• **EXERCISE PROMPT**
Here are some records; quote them exactly, leaving out the pictures.

• **TASK INPUTS**
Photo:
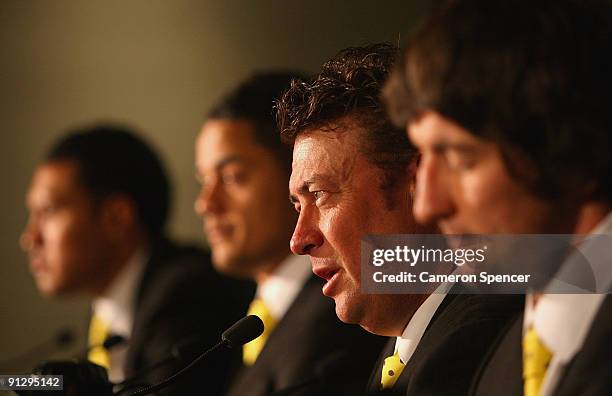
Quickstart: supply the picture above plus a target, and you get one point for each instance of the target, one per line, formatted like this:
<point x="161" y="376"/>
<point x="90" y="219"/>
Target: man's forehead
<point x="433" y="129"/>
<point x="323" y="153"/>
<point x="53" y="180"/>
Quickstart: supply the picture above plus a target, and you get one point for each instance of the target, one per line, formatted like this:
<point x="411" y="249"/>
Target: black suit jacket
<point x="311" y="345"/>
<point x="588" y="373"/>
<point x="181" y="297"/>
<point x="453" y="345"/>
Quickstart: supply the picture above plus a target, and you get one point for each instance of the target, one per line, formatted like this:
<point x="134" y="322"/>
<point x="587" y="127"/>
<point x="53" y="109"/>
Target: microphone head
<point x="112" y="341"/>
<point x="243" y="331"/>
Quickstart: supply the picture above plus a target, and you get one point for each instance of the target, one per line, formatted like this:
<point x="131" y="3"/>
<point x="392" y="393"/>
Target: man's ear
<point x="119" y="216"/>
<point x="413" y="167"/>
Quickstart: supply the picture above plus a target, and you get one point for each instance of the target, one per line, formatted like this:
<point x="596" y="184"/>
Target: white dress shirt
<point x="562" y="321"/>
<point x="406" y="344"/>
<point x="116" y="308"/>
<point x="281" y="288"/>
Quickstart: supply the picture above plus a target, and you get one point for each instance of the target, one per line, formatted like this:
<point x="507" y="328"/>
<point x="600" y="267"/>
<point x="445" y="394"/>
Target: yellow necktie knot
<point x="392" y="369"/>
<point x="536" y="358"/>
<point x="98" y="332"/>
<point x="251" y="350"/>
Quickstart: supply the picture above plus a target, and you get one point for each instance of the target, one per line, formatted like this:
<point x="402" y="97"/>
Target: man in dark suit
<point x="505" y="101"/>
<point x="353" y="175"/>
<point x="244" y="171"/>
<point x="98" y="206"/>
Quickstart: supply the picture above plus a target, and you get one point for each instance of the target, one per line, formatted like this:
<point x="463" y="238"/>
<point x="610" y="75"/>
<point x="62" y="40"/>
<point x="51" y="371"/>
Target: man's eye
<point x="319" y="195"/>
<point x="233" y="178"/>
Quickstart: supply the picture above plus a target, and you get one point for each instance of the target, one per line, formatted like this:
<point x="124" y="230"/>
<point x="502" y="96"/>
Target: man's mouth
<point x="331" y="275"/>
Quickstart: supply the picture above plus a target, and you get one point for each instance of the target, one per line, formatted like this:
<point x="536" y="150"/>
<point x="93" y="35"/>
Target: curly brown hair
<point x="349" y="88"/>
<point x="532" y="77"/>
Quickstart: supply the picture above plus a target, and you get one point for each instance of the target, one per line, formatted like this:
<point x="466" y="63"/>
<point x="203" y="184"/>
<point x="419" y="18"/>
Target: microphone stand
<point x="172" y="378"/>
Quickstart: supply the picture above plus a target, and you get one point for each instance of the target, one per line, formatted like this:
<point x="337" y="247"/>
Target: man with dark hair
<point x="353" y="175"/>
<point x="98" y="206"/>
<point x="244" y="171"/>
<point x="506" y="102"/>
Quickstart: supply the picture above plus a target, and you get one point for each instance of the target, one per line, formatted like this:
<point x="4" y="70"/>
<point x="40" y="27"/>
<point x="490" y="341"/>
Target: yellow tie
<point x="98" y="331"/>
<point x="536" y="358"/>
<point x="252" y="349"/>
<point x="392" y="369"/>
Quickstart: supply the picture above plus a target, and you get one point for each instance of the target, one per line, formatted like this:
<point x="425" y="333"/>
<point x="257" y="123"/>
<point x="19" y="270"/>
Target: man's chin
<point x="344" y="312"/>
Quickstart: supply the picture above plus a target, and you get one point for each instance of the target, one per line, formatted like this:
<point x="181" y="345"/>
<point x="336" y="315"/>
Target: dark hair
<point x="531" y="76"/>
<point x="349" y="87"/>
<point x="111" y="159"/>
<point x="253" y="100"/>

• **FINAL ANSWER**
Photo:
Quickstart: supply the picture above plus a target, and you get one point for each instance of the target, one per line, formatted like this:
<point x="161" y="376"/>
<point x="90" y="219"/>
Target: man's forehead
<point x="433" y="129"/>
<point x="323" y="153"/>
<point x="53" y="180"/>
Quickstart: supply the picture above plus a target, and you get one point for each instance of the target, one per line, formatted like this:
<point x="411" y="249"/>
Target: black suit jacket
<point x="311" y="345"/>
<point x="588" y="373"/>
<point x="181" y="297"/>
<point x="453" y="345"/>
Quickstart: supply the picture above plus a target, and you get one point for each instance of the target, one per line, formatted like this:
<point x="134" y="322"/>
<point x="587" y="127"/>
<point x="53" y="109"/>
Target: microphone head
<point x="112" y="341"/>
<point x="243" y="331"/>
Quickstart: supply the picture above plus a target, and you get one point for each instance of the target, one per line, formatted like this:
<point x="131" y="3"/>
<point x="392" y="393"/>
Target: man's ear
<point x="119" y="216"/>
<point x="413" y="167"/>
Quickstart: supply the picture above plus a target, and you get one point for each instance of the target, one per line, formatted like this:
<point x="596" y="184"/>
Target: white dress shirt
<point x="562" y="321"/>
<point x="406" y="344"/>
<point x="116" y="308"/>
<point x="281" y="288"/>
Quickstart: supply the picture above plus a target, and you get one point for each instance of the target, one per line, formatted like this:
<point x="507" y="328"/>
<point x="600" y="267"/>
<point x="445" y="394"/>
Target: yellow necktie knot
<point x="392" y="369"/>
<point x="536" y="358"/>
<point x="98" y="332"/>
<point x="251" y="350"/>
Quickstart: supply the picture above plus a target, and you get one point for each instance of the target, one per line, formatted like this:
<point x="402" y="97"/>
Target: man in dark suit
<point x="505" y="101"/>
<point x="353" y="175"/>
<point x="244" y="171"/>
<point x="98" y="206"/>
Quickstart: supply the picture above plus a target, and you get one point for each instance of the target, one per line, formatted like this:
<point x="463" y="238"/>
<point x="610" y="75"/>
<point x="62" y="40"/>
<point x="51" y="371"/>
Target: man's eye
<point x="319" y="195"/>
<point x="233" y="178"/>
Quickstart: supply the picture above plus a target, and you get one point for each instance of the target, one per line, formatted like this:
<point x="124" y="230"/>
<point x="502" y="96"/>
Target: man's mouth
<point x="331" y="275"/>
Quickstart: supply the picture above plus a target, and you get one point for each instance of the target, one per line, formatted like this:
<point x="536" y="150"/>
<point x="93" y="35"/>
Target: curly brown hair
<point x="349" y="88"/>
<point x="532" y="77"/>
Quickstart: supply the picture above plus a target, and you get one point for each instance of the target, one per line, formatted like this:
<point x="466" y="63"/>
<point x="203" y="184"/>
<point x="419" y="18"/>
Target: microphone stand
<point x="172" y="378"/>
Quickstart: supply the picture above plus a target, and you get one point for each instance of the target, one per line, formatted like this:
<point x="337" y="247"/>
Target: man with dark hair
<point x="353" y="175"/>
<point x="98" y="206"/>
<point x="244" y="171"/>
<point x="506" y="102"/>
Quickstart: supply the picture above plus a target, and you get one point for each instance of the target, one per line, formatted like this:
<point x="4" y="70"/>
<point x="40" y="27"/>
<point x="490" y="341"/>
Target: yellow tie
<point x="98" y="331"/>
<point x="536" y="358"/>
<point x="252" y="349"/>
<point x="392" y="369"/>
Quickstart: supply the picture above plus a target, and you get one point for each instance of the target, one per line, formatted like this:
<point x="425" y="333"/>
<point x="257" y="123"/>
<point x="19" y="270"/>
Target: man's chin
<point x="344" y="312"/>
Quickstart: supply the picture above plus a target, and you get one point for each instance of the target, one per line, formatted like this:
<point x="181" y="345"/>
<point x="336" y="315"/>
Target: dark hair
<point x="531" y="76"/>
<point x="349" y="87"/>
<point x="111" y="159"/>
<point x="253" y="100"/>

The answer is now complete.